◆ **GIVEN REQUEST**
Produce the listing below again, exactly as shown.

◆ **MATERIAL**
-- -- --

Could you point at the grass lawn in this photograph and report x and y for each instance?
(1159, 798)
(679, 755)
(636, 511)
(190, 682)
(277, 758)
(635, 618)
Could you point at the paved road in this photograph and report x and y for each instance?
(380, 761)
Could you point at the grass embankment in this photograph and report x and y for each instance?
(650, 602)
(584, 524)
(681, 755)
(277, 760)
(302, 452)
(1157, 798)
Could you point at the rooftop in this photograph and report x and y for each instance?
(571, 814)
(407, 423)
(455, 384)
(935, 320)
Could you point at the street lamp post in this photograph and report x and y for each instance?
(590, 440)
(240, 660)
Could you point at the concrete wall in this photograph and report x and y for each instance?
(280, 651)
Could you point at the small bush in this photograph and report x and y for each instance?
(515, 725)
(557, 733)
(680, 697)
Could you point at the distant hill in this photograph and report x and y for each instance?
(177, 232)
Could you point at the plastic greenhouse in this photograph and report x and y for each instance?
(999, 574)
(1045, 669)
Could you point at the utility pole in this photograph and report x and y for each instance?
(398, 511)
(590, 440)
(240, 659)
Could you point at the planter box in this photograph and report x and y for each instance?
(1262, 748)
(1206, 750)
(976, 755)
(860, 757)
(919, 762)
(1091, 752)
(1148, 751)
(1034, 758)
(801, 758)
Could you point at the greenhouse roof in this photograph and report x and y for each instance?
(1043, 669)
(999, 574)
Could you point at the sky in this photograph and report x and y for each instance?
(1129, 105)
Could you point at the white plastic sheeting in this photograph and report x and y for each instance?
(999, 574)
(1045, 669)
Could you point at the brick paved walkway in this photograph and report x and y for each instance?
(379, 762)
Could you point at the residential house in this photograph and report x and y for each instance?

-- -- --

◆ **RESPONSE TO THIS TASK**
Could you point at the grass lawn in this photograph and report x and y for each instance?
(1159, 798)
(679, 755)
(636, 511)
(190, 682)
(277, 758)
(635, 618)
Could you point at the paved road in this photograph and report x and y for each instance?
(380, 761)
Could you point at the grass embankment in this photograph and report x and y for each instance?
(650, 602)
(584, 524)
(681, 755)
(277, 760)
(302, 452)
(1157, 798)
Could you point at the rooftop in this photograph and report x and y for each instance?
(571, 814)
(407, 423)
(455, 384)
(935, 320)
Could you point at the street lamp post in this photograph and report x and y for each instance?
(590, 440)
(240, 660)
Could you point at the concrete wall in this photograph and report x and y for each instance?
(280, 651)
Could you point at the small bush in this photograph and report x and y for each instance?
(515, 725)
(557, 733)
(680, 697)
Could you point at the distant hill in this photograph and report x and y for each instance?
(177, 232)
Could you point at the plastic greenhouse in this photograph and report x and y for each instance?
(999, 574)
(1045, 669)
Could you point at the utility pole in this photograph and report x and y for each instance?
(398, 511)
(590, 440)
(240, 659)
Could you point at the planter box in this photograph and report x and y for each instance?
(1262, 748)
(1206, 750)
(976, 755)
(860, 757)
(919, 762)
(1091, 752)
(1148, 751)
(1034, 758)
(801, 758)
Could you point at the greenhouse roof in this photograph and report x and y for each instance?
(1043, 669)
(999, 574)
Could you point at the sky in this photograph and report x and y for each instance?
(1129, 105)
Could you point at the white plastic sheeting in this photograph and report x and y for each instance?
(999, 574)
(1045, 669)
Could you point at the brick paved walkway in this photograph and report x and y for each instance?
(379, 762)
Could you point at the residential house in this photograph and report x and y for each instance?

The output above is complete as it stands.